▶ Stated task: Copy out all of the data below word for word.

▶ Materials provided:
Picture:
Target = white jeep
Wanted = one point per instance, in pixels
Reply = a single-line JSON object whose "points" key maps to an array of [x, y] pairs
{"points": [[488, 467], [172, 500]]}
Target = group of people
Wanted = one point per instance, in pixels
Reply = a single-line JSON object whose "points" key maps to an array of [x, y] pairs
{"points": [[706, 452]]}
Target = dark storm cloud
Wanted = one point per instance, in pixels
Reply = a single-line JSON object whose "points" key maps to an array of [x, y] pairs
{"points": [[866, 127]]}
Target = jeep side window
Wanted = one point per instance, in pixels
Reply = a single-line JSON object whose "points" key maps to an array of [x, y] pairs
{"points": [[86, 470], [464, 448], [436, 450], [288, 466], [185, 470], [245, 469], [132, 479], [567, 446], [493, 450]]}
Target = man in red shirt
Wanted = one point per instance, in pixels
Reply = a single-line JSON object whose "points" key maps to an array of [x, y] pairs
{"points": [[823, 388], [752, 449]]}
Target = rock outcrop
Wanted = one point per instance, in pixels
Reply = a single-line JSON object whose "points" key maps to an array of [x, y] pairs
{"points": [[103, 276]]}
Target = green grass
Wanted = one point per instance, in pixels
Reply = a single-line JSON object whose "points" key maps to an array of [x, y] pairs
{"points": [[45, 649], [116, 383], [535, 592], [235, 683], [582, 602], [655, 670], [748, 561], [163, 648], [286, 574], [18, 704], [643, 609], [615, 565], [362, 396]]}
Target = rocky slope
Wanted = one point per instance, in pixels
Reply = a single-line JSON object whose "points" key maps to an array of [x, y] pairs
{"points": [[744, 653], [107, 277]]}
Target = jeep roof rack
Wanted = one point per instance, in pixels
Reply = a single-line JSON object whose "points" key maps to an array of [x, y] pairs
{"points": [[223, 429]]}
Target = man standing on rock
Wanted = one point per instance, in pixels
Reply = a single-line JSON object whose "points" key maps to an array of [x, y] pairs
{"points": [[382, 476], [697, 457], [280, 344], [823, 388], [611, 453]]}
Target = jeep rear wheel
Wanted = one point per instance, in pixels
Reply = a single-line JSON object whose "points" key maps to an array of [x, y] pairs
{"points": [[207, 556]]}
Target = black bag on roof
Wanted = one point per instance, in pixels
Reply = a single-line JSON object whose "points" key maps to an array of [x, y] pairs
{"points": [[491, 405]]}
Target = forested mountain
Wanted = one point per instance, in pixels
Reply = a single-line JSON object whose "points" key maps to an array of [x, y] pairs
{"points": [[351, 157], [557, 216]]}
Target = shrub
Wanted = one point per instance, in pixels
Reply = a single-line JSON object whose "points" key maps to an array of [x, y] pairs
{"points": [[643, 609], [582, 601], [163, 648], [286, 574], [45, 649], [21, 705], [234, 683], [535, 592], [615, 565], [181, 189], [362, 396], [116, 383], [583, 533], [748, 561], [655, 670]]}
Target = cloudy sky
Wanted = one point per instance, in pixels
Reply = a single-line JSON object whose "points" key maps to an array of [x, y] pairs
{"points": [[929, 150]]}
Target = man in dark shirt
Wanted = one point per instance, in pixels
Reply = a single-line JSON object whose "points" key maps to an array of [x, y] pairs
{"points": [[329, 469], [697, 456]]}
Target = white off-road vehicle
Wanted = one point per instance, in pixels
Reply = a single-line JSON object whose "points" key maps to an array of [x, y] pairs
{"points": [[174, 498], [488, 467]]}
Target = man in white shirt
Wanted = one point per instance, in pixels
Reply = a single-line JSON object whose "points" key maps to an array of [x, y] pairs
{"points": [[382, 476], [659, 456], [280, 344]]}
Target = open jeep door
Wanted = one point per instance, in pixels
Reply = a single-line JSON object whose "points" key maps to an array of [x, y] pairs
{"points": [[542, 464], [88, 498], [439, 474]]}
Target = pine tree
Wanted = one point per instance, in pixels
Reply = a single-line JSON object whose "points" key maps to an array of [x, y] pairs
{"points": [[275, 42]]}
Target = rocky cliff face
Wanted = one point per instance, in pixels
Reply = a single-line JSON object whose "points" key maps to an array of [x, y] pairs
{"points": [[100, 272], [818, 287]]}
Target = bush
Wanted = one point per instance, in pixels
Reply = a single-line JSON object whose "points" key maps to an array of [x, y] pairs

▶ Task answer:
Picture:
Target = white jeep
Wanted = one point per instance, in pixels
Reply = a single-line JSON object whose "points" key maps to an array of [x, y] pairs
{"points": [[488, 467], [172, 500]]}
Target = group of people
Wanted = one point per instance, in pixels
Reply = a single-line JSON object whose "points" key maps to an array of [x, y] pairs
{"points": [[706, 452]]}
Target = dark storm cloud
Wanted = one point per instance, in pixels
Reply = a single-line JSON object whose "points" key maps to an array of [x, y] pairs
{"points": [[866, 127]]}
Target = jeep side window
Wanted = one point per instance, in pixels
Reply = a single-line JSON object whose "points" key maps to an array of [x, y] pairs
{"points": [[86, 470], [464, 448], [436, 450], [288, 466], [185, 470], [245, 469], [132, 479], [567, 446], [493, 450]]}
Target = man in red shirt
Wanted = one point per instance, in pixels
Reply = a single-line JSON object whose "points" key maps to an array of [x, y] pairs
{"points": [[823, 388], [752, 449]]}
Target = rock outcrop
Wanted = one point per instance, in pixels
Reply = a single-line JSON object whose "points" key maps to an array of [x, y] pairs
{"points": [[103, 276]]}
Target = green grass
Wanted = one point per instance, in pixels
Reply = a single-line JSON object whose "points" key maps to an array of [x, y] pairs
{"points": [[45, 649], [116, 383], [535, 592], [235, 683], [582, 602], [655, 670], [748, 561], [163, 648], [286, 574], [18, 704], [643, 609], [615, 565], [362, 396]]}
Target = rocky slope
Wanted = one point per instance, in pixels
Reply = a single-line JSON object whose "points" key maps to an array of [x, y] pairs
{"points": [[744, 653], [107, 277]]}
Target = jeep roof rack
Wanted = one point per instance, in pixels
Reply = a single-line JSON object whose "points" key maps to an array of [x, y] pairs
{"points": [[223, 429]]}
Target = man standing on rock
Wanted = one point per instance, in pixels
Reply = a single-line JSON object whose "points" key maps to an array of [x, y] pairs
{"points": [[382, 476], [697, 457], [280, 344], [823, 388], [611, 453]]}
Target = jeep rear wheel
Wanted = one point per instance, in pixels
Reply = a single-line JSON object whose "points" key maps to an array of [x, y] pairs
{"points": [[207, 556]]}
Target = black bag on roof
Wanted = one point per instance, in pixels
Reply = a single-line JSON object whose "points" key maps to an array of [x, y] pairs
{"points": [[491, 405]]}
Target = forested mountain
Wanted = one point per instance, in pixels
Reply = a single-line JSON object whose "points" key maps to an array of [x, y] pairs
{"points": [[351, 157], [557, 216]]}
Target = shrub
Wanted = one point per instance, in pixels
Reply = a single-line JSON object whose "points" key maps to an array of [x, y] pairs
{"points": [[643, 609], [582, 601], [163, 648], [286, 574], [45, 649], [21, 705], [234, 683], [535, 592], [615, 565], [181, 189], [362, 396], [116, 383], [583, 533], [748, 561], [655, 670]]}
Target = cloudy sky
Wanted = one point per instance, in pixels
Reply = a single-line JSON object whose "points" key maps to an array of [x, y] pairs
{"points": [[929, 150]]}
Target = man in dark shirt
Wanted = one point per instance, in pixels
Reply = a single-line JSON object whose "points" key maps to an array of [x, y] pairs
{"points": [[329, 469], [697, 456]]}
Target = white off-road vehicle
Wanted = one point per instance, in pixels
Reply = a single-line JSON object whose "points" key maps to an array of [x, y] pairs
{"points": [[174, 498], [488, 467]]}
Target = man in white shirt
Wanted = one point per instance, in pixels
Reply = a single-line JSON object whose "points" key maps to an array of [x, y] pairs
{"points": [[382, 476], [659, 456], [280, 344]]}
Target = open jeep door
Wanted = one point per instance, in pixels
Reply = a single-line JSON object whose "points" key maps to an array of [x, y] pairs
{"points": [[542, 464], [88, 498], [439, 474]]}
Target = pine tree
Wanted = one point per instance, in pixels
Reply = a single-line JSON object whose "points" key maps to an array of [x, y] pairs
{"points": [[275, 42]]}
Target = rocky cliff face
Wanted = one point per instance, in pixels
Reply = a single-line JSON object whose "points" key maps to an array of [x, y] pairs
{"points": [[100, 272], [818, 287]]}
Target = bush
Wanted = one point per instance, in pixels
Reply = a single-line JSON object whose "points" key maps to an array of [x, y] pairs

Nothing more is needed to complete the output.